**Your goal**
Would you set down each line of the data below exactly?
───
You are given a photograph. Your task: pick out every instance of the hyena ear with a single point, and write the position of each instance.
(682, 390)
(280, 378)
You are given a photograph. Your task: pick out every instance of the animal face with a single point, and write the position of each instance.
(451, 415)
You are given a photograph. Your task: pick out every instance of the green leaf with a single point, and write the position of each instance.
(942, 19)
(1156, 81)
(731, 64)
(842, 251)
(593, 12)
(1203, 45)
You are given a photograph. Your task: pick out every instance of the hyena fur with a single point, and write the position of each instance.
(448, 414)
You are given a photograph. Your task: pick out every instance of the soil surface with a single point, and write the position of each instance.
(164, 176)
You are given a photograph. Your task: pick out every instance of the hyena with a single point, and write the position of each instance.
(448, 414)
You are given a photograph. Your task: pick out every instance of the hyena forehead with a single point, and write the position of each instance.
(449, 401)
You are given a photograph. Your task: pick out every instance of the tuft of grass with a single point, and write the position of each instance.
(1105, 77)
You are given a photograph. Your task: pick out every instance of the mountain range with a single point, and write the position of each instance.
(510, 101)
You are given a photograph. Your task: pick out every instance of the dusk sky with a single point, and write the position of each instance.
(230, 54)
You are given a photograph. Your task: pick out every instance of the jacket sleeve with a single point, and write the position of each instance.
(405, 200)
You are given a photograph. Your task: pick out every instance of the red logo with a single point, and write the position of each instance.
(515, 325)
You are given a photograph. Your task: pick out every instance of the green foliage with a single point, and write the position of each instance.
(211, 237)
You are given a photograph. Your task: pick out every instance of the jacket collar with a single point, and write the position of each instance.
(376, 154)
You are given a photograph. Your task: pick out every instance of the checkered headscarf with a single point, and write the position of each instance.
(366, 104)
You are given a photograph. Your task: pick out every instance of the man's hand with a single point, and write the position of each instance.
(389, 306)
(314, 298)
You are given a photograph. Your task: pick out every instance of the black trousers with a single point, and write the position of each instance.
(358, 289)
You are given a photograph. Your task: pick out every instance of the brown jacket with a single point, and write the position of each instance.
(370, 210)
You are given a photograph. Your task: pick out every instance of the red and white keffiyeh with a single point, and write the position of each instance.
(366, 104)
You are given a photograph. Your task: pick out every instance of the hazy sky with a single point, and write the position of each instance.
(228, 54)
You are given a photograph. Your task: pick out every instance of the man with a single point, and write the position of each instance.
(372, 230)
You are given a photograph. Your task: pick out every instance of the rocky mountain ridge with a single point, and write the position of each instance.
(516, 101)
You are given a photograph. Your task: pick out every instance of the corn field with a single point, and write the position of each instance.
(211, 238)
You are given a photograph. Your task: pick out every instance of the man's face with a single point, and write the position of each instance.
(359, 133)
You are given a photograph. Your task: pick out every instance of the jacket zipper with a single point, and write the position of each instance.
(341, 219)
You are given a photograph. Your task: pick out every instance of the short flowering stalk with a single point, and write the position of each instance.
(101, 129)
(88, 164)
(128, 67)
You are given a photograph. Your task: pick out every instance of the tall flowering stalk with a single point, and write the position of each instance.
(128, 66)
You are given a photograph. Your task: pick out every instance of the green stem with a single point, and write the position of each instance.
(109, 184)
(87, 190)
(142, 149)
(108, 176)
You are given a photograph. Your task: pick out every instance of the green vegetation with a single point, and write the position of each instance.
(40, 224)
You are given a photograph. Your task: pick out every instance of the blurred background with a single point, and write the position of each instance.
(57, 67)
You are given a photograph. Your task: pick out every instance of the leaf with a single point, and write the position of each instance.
───
**Response box**
You are given a photograph. Your task: pick out every instance of the hyena ear with a single point, and write the position of each instance.
(682, 390)
(280, 378)
You are given a photograph. Your task: pick out every instance of the animal face with a single point, and write the position of each instance.
(451, 415)
You are given a photograph. Your task: pick out every instance of the green leaf with a single point, and write the position of each instance.
(942, 19)
(1156, 81)
(731, 64)
(842, 251)
(593, 12)
(1203, 45)
You are given a photograph. Your task: pick out every instance of the hyena fur with a single point, and write the position of each instance.
(448, 414)
You are given a photograph. Your task: pick out every instance of the soil surface with a single point, and write the position of each instance.
(164, 176)
You are given a photograph. Your task: pick out every instance of the hyena with a single point, and write the position of each instance.
(448, 414)
You are given a photograph. Your task: pick out every instance of the hyena forehead with a single point, and write the position of each instance.
(449, 401)
You are given a photograph. Your task: pick out every instance of the tuft of grass with a single point, and write the position of each instance.
(1105, 77)
You are given a photograph. Your task: pick out every instance of the mountain range with a single point, and write the position of each instance.
(510, 101)
You are given a photograph. Your task: pick out every instance of the dusk sky with a single point, and write the position of each instance.
(230, 54)
You are given a photograph. Your task: pick out every instance of the jacket sleeve with a single point, and write the position of each instance.
(405, 200)
You are given a photograph. Your task: pick out every instance of the red logo with a single point, and write the position of each instance.
(515, 325)
You are given a photograph. Your task: pick out every instance of the green foliage with a single point, and write the position of each instance.
(211, 237)
You are given a photograph. Your task: pick out every instance of the jacket collar with a single point, and write the position of each instance.
(376, 154)
You are given a photograph. Your task: pick out every instance of the checkered headscarf with a single point, and write the position of each instance.
(366, 104)
You are given a photograph. Your task: pick out every instance of the man's hand with a single point, and write the position of each instance.
(389, 306)
(314, 298)
You are given a photograph. Your task: pick out every instance of the black trousers with a single point, and write the position of each instance.
(358, 289)
You are given a photograph. Your task: pick out every instance of the brown jacket with a single point, and write the position of each instance.
(370, 210)
You are given a photograph. Your task: pick out every instance of the red and white keffiyeh with a single point, and write the position of each instance.
(366, 104)
You are given a photograph. Your task: pick out every instance of the hazy sky with a single point, and write the position of each instance.
(228, 54)
You are given a photograph. Your task: pick out every instance of the man with a single point, and write the position of each instance.
(372, 230)
You are given a photograph. Your task: pick out every instance of the rocky mountain ridge with a single point, and write the position of each instance.
(516, 101)
You are given a photograph. Your task: pick out every instance of the corn field with a single point, and write the position of each instance.
(211, 238)
You are given a photograph. Your task: pick out every instance of the man's face with a single point, and write the position of each instance.
(359, 133)
You are given a photograph. Your task: pick out every instance of the jacket zipper with a single point, and write the position of each instance.
(341, 219)
You are given a photograph. Your task: pick out every instance of the short flowering stalk with a single point, and write the position of each instance.
(101, 129)
(88, 164)
(128, 67)
You are given a photograph. Your task: pick out every instance of the tall flowering stalk with a single point, and write the position of each instance.
(128, 66)
You are given a photograph. Your task: pick out every instance of the green stem with a single point, and write the position of each instance.
(109, 184)
(87, 190)
(142, 149)
(108, 176)
You are given a photograph. Your task: pick out every instance of the green vegetation with a single point, and write the position of each instance.
(40, 224)
You are given a photograph. Your task: pick out every instance of the blurred background with a single point, and write the position of each instance.
(57, 67)
You are given a photograph. Your task: pick out every instance of the leaf with a single point, and write the position of each instance.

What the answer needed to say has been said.